[Opdracht 1]
Geef alleen het aantal regels in de gegevens hieronder waarin het woord "grassy" staat.

Language of document :

Beschikking van het Hof (Tweede kamer) van 24 september 2019 (verzoek om een prejudiciële beslissing ingediend door de Spetsializiran nakazatelen sad - Bulgarije) – Strafzaak tegen QR

(C-467/19 PPU)1

(Prejudiciële verwijzing – Prejudiciële spoedprocedure – Justitiële samenwerking in strafzaken – Richtlijn (EU) 2016/343 – Artikel 7, lid 4 – Versterking van bepaalde aspecten van het vermoeden van onschuld en van het recht om in strafprocedures bij de terechtzitting aanwezig te zijn – Recht om te zwijgen en recht om zichzelf niet te belasten – Schikking tussen de openbaar aanklager en de dader van een strafbaar feit – Goedkeuring van een dergelijke schikking door de rechter – Voorwaarde – Instemming van de andere beklaagden – Handvest van de grondrechten van de Europese Unie – Niet-toepasselijkheid)

[Oefenmateriaal]
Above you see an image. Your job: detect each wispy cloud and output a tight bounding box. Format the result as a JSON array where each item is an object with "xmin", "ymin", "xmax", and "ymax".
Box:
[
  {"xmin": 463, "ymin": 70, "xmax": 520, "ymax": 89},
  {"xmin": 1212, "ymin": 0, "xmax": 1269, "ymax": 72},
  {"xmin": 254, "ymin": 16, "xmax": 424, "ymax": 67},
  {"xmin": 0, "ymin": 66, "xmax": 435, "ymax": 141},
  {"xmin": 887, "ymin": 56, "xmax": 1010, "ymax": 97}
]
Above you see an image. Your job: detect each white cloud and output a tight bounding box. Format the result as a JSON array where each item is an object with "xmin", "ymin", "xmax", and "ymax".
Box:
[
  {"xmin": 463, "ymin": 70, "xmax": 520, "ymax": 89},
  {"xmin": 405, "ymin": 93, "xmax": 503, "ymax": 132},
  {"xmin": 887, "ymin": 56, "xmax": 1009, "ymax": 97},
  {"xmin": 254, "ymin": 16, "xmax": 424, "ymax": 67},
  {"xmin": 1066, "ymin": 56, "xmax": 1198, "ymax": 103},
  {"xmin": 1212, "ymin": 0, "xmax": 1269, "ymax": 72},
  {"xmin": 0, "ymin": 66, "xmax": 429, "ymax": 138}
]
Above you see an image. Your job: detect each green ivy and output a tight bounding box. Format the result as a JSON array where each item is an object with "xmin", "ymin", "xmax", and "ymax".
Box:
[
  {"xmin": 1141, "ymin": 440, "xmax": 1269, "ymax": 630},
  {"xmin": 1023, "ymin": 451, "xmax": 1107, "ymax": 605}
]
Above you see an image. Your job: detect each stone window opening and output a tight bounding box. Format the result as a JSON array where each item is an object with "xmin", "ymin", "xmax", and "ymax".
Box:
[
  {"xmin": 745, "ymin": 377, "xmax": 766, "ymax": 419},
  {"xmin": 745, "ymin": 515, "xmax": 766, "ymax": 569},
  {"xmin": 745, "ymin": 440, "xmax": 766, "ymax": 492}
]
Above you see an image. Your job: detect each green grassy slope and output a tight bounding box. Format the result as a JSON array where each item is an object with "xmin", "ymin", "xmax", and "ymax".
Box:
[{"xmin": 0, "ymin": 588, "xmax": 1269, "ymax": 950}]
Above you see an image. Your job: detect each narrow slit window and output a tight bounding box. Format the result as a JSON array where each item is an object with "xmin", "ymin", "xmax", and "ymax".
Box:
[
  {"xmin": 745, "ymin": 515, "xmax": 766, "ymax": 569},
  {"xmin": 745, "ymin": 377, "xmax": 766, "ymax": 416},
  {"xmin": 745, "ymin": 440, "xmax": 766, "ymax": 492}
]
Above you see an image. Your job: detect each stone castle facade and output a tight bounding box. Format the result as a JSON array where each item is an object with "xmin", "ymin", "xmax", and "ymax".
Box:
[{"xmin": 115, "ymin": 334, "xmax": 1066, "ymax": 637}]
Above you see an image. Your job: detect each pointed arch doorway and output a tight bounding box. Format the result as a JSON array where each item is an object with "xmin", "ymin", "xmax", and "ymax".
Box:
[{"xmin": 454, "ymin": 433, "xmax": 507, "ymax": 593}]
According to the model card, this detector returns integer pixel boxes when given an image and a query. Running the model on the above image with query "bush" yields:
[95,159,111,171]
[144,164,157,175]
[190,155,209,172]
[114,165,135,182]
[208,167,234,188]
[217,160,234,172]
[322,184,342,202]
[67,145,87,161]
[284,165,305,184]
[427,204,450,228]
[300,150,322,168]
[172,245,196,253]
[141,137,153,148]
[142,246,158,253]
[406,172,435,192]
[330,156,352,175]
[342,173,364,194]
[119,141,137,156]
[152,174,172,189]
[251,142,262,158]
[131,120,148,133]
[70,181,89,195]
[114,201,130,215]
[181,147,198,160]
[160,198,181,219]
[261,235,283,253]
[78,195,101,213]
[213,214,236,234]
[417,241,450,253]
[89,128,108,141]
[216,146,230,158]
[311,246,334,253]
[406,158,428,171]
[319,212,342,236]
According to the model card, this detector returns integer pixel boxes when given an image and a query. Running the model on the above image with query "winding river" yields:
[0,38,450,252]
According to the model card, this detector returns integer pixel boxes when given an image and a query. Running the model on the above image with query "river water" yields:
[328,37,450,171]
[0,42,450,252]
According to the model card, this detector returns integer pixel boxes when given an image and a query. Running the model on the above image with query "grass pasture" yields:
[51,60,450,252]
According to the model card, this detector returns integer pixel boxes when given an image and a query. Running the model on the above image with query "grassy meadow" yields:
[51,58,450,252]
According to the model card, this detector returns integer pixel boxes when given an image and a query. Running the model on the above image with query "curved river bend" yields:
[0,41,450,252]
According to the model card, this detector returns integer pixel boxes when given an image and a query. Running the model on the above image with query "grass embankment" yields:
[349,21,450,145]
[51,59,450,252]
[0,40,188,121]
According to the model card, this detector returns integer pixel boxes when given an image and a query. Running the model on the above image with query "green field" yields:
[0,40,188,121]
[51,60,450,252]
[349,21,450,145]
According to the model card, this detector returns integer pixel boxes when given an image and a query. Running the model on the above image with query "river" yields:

[Opdracht 2]
Bewerk een stuk van de beschikking: begin bij de woorden "Beschikking van het" en stop na "Unie – Niet-toepasselijkheid)". Geef dat stuk terug met "Roemenië" in plaats van "Bulgarije".

[Eindresultaat 1]
2

[Eindresultaat 2]
Beschikking van het Hof (Tweede kamer) van 24 september 2019 (verzoek om een prejudiciële beslissing ingediend door de Spetsializiran nakazatelen sad - Roemenië) – Strafzaak tegen QR

(C-467/19 PPU)1

(Prejudiciële verwijzing – Prejudiciële spoedprocedure – Justitiële samenwerking in strafzaken – Richtlijn (EU) 2016/343 – Artikel 7, lid 4 – Versterking van bepaalde aspecten van het vermoeden van onschuld en van het recht om in strafprocedures bij de terechtzitting aanwezig te zijn – Recht om te zwijgen en recht om zichzelf niet te belasten – Schikking tussen de openbaar aanklager en de dader van een strafbaar feit – Goedkeuring van een dergelijke schikking door de rechter – Voorwaarde – Instemming van de andere beklaagden – Handvest van de grondrechten van de Europese Unie – Niet-toepasselijkheid)